→ **RECORDS TO USE**
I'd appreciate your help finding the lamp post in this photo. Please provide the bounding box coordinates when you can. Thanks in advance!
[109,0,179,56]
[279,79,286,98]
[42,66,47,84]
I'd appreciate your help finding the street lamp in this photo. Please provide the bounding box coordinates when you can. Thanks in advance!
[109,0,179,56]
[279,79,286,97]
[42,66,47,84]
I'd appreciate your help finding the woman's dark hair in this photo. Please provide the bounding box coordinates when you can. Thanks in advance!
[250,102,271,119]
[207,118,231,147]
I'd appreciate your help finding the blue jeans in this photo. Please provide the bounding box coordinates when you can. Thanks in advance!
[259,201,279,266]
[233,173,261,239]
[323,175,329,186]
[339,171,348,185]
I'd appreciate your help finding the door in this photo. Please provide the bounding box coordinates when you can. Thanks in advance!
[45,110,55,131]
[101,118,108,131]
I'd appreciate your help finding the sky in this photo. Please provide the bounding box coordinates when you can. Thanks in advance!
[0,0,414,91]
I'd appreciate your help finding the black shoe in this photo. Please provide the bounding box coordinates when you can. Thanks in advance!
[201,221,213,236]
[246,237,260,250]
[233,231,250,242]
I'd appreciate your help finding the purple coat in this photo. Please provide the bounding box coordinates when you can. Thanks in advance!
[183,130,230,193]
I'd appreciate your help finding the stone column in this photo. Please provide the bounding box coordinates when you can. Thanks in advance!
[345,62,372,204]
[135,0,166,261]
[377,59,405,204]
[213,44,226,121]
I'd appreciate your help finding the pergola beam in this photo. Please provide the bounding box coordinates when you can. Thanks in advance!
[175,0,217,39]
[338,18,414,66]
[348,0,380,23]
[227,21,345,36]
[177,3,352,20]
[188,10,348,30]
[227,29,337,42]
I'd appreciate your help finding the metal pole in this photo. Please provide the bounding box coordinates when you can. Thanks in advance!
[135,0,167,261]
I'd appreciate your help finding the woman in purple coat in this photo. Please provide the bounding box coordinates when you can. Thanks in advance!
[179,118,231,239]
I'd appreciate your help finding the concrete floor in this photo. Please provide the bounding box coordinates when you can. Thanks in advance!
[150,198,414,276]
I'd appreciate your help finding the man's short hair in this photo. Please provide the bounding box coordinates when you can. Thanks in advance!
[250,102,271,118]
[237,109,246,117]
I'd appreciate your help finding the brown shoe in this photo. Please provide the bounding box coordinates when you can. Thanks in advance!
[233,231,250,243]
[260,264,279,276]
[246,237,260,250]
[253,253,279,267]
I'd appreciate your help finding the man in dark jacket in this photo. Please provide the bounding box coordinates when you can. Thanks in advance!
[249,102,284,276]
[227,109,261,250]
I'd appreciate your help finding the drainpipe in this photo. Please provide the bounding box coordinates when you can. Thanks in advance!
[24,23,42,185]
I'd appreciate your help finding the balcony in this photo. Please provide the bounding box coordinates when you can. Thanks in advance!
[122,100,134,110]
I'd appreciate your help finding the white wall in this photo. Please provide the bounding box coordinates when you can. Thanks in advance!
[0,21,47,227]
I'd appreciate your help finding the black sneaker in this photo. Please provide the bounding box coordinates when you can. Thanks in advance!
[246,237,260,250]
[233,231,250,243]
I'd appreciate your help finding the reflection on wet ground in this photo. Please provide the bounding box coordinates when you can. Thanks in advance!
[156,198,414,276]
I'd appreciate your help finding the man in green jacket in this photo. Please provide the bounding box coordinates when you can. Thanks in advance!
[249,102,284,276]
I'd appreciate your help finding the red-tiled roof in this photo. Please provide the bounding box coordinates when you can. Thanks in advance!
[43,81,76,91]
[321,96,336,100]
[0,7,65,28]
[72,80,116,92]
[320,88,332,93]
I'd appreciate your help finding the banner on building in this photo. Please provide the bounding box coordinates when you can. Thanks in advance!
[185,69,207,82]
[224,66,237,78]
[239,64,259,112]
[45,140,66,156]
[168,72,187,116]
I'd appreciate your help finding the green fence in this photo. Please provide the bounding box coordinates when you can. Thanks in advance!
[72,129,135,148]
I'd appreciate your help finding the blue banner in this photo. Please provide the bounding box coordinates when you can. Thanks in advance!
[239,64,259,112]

→ **YOUR TASK**
Could you reproduce the items above word for word, from the first line through the line containing "[207,118,231,147]", including both of those lines?

→ **TASK ANSWER**
I'd appreciate your help finding the lamp post in this photo. Please provide the bounding box coordinates when you can. Thanks in advance!
[109,0,179,56]
[279,79,286,98]
[42,66,47,84]
I'd appreciate your help finding the street lamp in this photo. Please provide the bounding box coordinates when you can. Thanks in advance!
[109,0,179,56]
[279,79,286,97]
[42,66,47,84]
I'd appreciate your help finding the woman's dark hair in this photo. Please provide the bounding box coordinates when you can. Thanks in advance!
[250,102,271,119]
[207,118,231,147]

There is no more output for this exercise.